● REQUIRED TASK
Your job is to restate each entry word for word.

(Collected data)
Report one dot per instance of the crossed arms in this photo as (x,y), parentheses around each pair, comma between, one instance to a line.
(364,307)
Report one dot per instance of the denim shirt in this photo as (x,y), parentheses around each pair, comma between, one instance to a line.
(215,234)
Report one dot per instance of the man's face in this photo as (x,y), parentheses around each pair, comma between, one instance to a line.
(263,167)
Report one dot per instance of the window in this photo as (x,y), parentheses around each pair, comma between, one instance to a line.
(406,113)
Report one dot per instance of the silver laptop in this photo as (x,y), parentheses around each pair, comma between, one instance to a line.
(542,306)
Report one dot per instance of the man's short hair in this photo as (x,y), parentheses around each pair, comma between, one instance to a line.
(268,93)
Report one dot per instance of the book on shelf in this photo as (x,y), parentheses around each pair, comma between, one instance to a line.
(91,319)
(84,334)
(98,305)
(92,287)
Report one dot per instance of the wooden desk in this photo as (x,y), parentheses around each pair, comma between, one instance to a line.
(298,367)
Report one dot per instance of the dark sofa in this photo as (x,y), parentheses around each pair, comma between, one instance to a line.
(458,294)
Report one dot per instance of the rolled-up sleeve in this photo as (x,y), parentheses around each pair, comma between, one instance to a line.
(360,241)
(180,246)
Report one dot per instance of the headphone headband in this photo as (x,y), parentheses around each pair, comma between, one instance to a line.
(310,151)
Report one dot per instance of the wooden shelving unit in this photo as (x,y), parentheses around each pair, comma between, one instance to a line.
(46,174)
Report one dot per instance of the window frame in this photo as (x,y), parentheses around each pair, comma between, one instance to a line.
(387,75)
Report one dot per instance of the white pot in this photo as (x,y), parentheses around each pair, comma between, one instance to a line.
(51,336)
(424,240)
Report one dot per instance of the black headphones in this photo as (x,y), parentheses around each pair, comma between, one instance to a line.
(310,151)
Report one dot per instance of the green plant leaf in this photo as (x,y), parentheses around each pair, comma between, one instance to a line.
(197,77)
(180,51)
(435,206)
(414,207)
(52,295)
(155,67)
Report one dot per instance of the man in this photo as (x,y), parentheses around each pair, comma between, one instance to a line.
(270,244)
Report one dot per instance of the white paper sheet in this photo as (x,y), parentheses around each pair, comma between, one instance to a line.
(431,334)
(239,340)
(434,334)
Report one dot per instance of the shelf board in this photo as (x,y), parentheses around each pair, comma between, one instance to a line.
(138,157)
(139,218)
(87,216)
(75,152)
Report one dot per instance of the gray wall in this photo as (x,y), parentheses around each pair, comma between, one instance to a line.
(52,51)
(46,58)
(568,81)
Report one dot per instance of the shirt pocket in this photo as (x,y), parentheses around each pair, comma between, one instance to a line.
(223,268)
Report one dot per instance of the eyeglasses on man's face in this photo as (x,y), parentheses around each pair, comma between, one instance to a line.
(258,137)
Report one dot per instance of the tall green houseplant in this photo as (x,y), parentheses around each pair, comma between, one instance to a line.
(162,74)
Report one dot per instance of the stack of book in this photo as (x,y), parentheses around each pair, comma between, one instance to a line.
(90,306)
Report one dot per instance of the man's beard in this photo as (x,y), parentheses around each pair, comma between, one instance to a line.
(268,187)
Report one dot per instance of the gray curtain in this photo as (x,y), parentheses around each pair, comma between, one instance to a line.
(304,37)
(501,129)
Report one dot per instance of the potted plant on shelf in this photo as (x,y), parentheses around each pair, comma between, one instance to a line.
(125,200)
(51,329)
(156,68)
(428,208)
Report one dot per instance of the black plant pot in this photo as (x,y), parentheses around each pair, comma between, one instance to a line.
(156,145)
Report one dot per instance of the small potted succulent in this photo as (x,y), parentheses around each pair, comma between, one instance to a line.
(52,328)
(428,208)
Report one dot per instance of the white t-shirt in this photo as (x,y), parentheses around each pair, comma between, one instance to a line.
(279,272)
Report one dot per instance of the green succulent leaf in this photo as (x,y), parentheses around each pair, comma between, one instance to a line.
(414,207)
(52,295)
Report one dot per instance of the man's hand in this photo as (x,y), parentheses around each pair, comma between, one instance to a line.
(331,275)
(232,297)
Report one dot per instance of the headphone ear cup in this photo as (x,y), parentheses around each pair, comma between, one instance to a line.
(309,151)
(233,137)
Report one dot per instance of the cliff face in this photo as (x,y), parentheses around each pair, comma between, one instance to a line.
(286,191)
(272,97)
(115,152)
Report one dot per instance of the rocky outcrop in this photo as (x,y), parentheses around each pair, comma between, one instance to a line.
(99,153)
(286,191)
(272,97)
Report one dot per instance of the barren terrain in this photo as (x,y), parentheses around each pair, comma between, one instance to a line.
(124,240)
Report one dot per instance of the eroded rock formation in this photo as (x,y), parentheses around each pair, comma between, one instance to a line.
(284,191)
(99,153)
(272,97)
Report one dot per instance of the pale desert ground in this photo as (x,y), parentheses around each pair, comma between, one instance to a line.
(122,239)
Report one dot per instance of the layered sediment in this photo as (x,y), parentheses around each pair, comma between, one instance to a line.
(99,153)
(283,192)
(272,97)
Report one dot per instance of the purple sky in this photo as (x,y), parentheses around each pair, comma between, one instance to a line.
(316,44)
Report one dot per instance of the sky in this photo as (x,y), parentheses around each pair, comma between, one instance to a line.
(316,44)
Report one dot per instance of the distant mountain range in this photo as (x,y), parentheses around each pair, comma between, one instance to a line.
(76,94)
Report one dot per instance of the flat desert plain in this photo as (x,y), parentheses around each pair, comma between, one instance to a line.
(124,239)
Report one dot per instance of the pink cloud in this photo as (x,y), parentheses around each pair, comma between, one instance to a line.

● RESPONSE
Report one dot per instance of the crossed arms in this photo as (x,y), parentheses around each pair, comma between, one instance to a line.
(364,307)
Report one dot per instance of the denim shirt in this photo as (x,y), parentheses around each pair, comma between, one instance to a line.
(215,234)
Report one dot per instance of the man's face in this photo as (x,y), parentheses around each pair, comma between, one instance to a line.
(263,167)
Report one dot per instance of the window in this photo as (x,y), parentheses around each pair, comma between, one instance to a line.
(406,113)
Report one dot per instance of the silver laptop in this photo as (x,y), parentheses around each pair, comma between, one instance to a line.
(542,306)
Report one dot per instance of the man's short hair in this photo as (x,y), parentheses around each pair, comma between, one instance to a line.
(268,93)
Report one dot per instance of the book on shelf in this photo as (x,y), parentheses around each pair, comma between, one instance to a line.
(91,319)
(84,334)
(98,305)
(92,287)
Report one dot per instance of the wooden desk in this photo as (x,y), parentheses around each pair, comma between, one instance to a line.
(298,367)
Report one dot per instance of the dark sofa in this photo as (x,y), parentheses around each pair, comma between, one instance to a line.
(458,294)
Report one dot per instance of the rolled-up sleeve in this photo as (x,y), parentheses around each pair, comma between, one instance to a line.
(360,241)
(180,246)
Report one dot per instance of the headphone headband in this photo as (x,y), parentheses around each pair, comma between, one instance to a line.
(310,151)
Report one dot per instance of the wooden shelving unit in this photo as (x,y), parentheses around each pair, comma between, one instance to a line.
(46,174)
Report one dot per instance of the window frame in this photo as (x,y), parentheses around each pair, comma between, one instance to a line.
(387,75)
Report one dot per instance of the white pot in this photo as (x,y), parentheses around each pair, comma between, one instance to a line.
(51,336)
(424,240)
Report one dot per instance of the black headphones in this photo as (x,y), parentheses around each pair, comma between, one instance to a line.
(310,151)
Report one dot per instance of the green plant leaf in this photo as (x,y), parentheses around each pair, comma between, one instance to a line.
(197,77)
(180,51)
(435,206)
(414,207)
(52,295)
(155,67)
Report one dot per instance of the man in this photo as (x,y), parentheses around each pair, comma between, one instance to a line.
(270,244)
Report one dot per instance of the white paper sheet in this photo as (x,y), parentheses around each pair, comma between, one instance to a line.
(431,334)
(239,340)
(434,334)
Report one dot per instance of the shelf board in this photo as (x,y), parentheses around each pair, comma between, one instance to a line.
(138,157)
(139,218)
(87,216)
(75,152)
Report one dot per instance of the gray wall in this photo as (x,y), parentheses around each pair, comma between, one instance to a line.
(52,51)
(46,58)
(568,81)
Report one dot per instance of the shirt pocket in this photo as (x,y), parentheses around each pair, comma between, one instance to a line.
(223,268)
Report one dot per instance of the eyeglasses on man's face in this photo as (x,y), parentheses around each pair, comma between, one instance to a line.
(258,137)
Report one dot per instance of the tall green houseplant in this photo as (x,y), parentheses around each pair, comma between, one instance to a line.
(162,74)
Report one dot per instance of the stack of book in this photo as (x,y), parentheses around each pair, comma between, one instance to a line.
(90,306)
Report one dot per instance of the man's beard in this photo as (x,y), parentheses around each pair, comma between, one instance to a line.
(268,187)
Report one dot per instance of the gray curtain in this photo as (x,y), parentheses around each pair, comma between, one instance to a line.
(304,37)
(501,129)
Report one dot per instance of the potted plant on shelf in this photo as (x,y), parentheses around each pair, comma between, one instance to a line.
(125,200)
(51,329)
(156,68)
(428,208)
Report one dot per instance of the black plant pot in this photo as (x,y), parentheses around each pair, comma between, one instance to a line.
(156,145)
Report one dot per instance of the small potted succulent in this photo as (x,y), parentheses around each pair, comma between, one instance to a line.
(52,328)
(428,208)
Report one dot per instance of the white t-shirt in this photo as (x,y), parentheses around each pair, comma between, one instance to a line.
(279,272)
Report one dot per instance of the green succulent leaf in this photo as (x,y), parentheses around each pair, comma between, one instance to a line.
(414,207)
(52,295)
Report one dot per instance of the man's hand in this photo as (x,y), parentheses around each pair, comma between, one instance to a line.
(331,275)
(232,297)
Report one dot per instance of the headphone ear cup in this photo as (x,y), parentheses around each pair, comma between, one instance to a line.
(309,151)
(233,137)
Report one dot per instance of the cliff face in this photo as (x,y), parentheses around each pair, comma between, one instance to a line.
(286,191)
(272,97)
(115,152)
Report one dot per instance of the rocky outcrop in this photo as (x,y), parentheses around each pair, comma between, one instance to a line.
(99,153)
(286,191)
(272,97)
Report one dot per instance of the barren terrain in this photo as (x,y), parentheses around each pair, comma between, one instance to a line.
(124,240)
Report one dot per instance of the eroded rock formation in this photo as (x,y), parentheses around each pair, comma between, one instance to a line.
(284,191)
(99,153)
(272,97)
Report one dot per instance of the pale desert ground in this photo as (x,y), parentheses around each pair, comma between, one instance to a line.
(122,239)
Report one dot per instance of the layered sediment in this photo as (x,y), parentheses around each pair, comma between, one instance to a line.
(99,153)
(283,192)
(272,97)
Report one dot per instance of the purple sky in this photo as (x,y), parentheses around each pair, comma between, one instance to a line.
(316,44)
Report one dot per instance of the sky in this photo as (x,y), parentheses around each pair, comma between, one instance to a line.
(316,44)
Report one dot per instance of the distant mountain range in this photo as (x,y), parentheses around each pair, comma between, one instance to a line.
(76,94)
Report one dot per instance of the flat desert plain in this photo as (x,y), parentheses around each pair, comma between, one instance to a line.
(124,239)
Report one dot per instance of the pink cloud in this photo as (x,y), parentheses around each pair, comma between, one instance to a line.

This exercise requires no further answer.